→ GIVEN PROBLEM
Which lines in the rows below contain the word "electrode"? Copy out every one of them.

** BEGIN EXTRACTED INFORMATION **

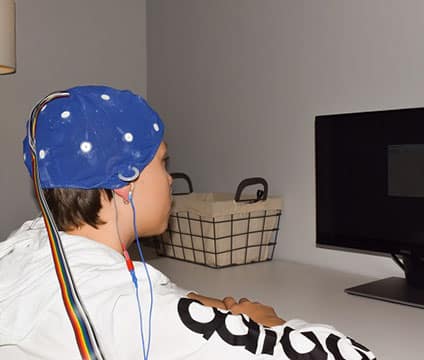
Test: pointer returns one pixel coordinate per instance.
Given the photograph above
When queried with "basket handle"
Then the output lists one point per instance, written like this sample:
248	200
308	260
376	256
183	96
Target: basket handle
260	194
187	179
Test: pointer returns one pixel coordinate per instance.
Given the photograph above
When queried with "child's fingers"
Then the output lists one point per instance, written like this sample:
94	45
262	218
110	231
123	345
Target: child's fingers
229	302
242	300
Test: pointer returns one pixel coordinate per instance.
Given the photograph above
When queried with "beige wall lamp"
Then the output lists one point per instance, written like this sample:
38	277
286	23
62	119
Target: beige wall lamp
7	37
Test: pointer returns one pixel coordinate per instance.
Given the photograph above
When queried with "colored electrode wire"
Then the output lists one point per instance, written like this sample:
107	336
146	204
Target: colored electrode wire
84	332
146	354
130	267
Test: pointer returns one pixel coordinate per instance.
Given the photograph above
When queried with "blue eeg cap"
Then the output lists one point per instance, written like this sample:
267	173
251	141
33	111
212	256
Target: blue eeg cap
94	138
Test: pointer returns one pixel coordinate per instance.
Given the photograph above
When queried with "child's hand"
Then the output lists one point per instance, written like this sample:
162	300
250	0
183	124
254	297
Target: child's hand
262	314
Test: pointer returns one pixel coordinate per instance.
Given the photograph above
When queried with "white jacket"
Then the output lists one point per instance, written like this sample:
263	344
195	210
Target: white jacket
34	324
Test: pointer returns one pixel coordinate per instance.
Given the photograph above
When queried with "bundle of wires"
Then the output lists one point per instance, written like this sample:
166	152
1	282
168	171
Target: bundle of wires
84	332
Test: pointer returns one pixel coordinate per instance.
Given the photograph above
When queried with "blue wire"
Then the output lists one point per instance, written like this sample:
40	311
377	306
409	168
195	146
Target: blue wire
140	317
146	356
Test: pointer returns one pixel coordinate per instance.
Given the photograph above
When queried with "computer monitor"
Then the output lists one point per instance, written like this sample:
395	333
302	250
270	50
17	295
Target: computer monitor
370	193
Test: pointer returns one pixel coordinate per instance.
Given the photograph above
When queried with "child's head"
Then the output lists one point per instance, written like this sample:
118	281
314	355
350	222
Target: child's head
96	142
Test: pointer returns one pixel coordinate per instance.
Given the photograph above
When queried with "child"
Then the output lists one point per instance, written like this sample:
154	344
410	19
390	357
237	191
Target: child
98	155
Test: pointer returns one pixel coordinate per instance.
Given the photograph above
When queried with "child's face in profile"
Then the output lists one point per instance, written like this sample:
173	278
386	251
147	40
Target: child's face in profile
152	195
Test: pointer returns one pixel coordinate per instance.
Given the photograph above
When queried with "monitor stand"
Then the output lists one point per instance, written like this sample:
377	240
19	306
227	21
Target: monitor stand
406	291
393	289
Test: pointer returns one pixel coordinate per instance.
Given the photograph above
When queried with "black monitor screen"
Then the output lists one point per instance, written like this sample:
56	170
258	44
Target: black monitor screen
370	180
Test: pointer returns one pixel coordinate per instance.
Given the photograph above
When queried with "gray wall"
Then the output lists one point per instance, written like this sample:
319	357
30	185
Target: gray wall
61	44
239	83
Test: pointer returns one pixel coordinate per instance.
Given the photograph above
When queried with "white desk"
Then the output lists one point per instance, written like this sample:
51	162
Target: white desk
391	331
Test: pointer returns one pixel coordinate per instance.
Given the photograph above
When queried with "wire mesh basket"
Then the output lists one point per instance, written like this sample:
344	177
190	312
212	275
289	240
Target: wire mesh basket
220	229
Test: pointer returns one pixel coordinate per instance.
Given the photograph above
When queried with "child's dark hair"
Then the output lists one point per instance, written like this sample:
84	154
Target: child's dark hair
72	208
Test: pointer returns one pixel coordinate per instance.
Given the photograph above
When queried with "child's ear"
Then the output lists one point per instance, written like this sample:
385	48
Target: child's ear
123	192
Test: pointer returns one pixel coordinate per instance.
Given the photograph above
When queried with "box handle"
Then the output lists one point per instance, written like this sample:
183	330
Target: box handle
261	195
187	179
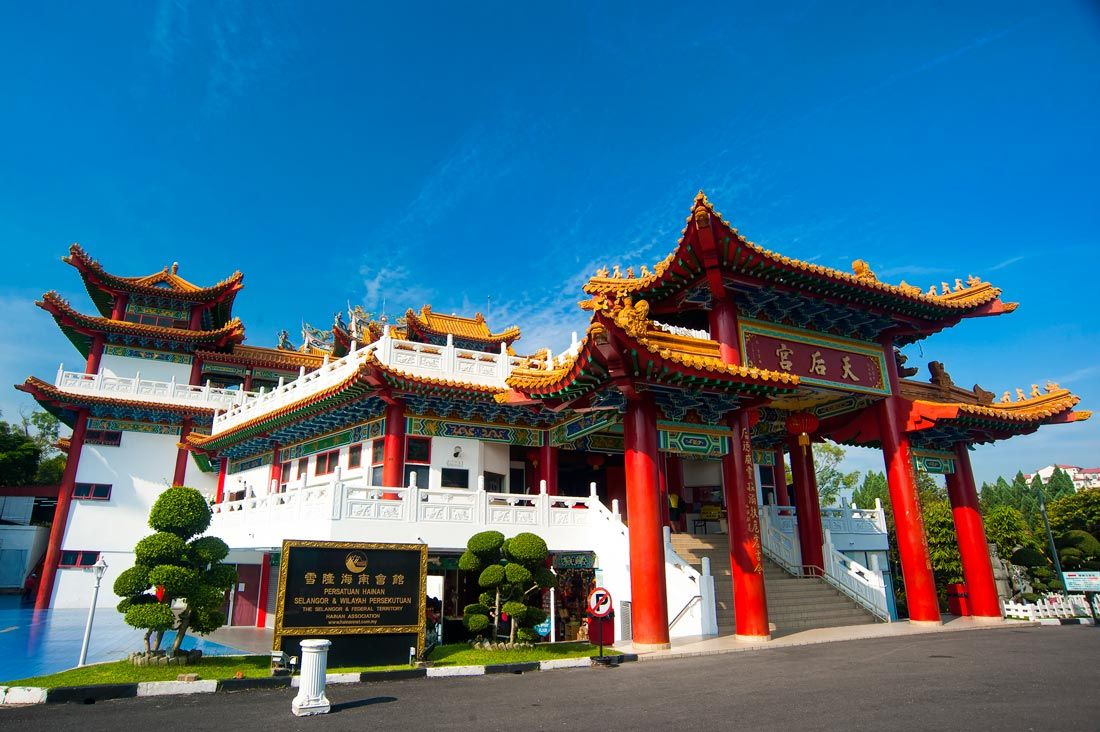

** END EXTRACTED INFORMATION **

→ FULL ANSWER
When queried with "colored electrode wire"
Target: colored electrode wire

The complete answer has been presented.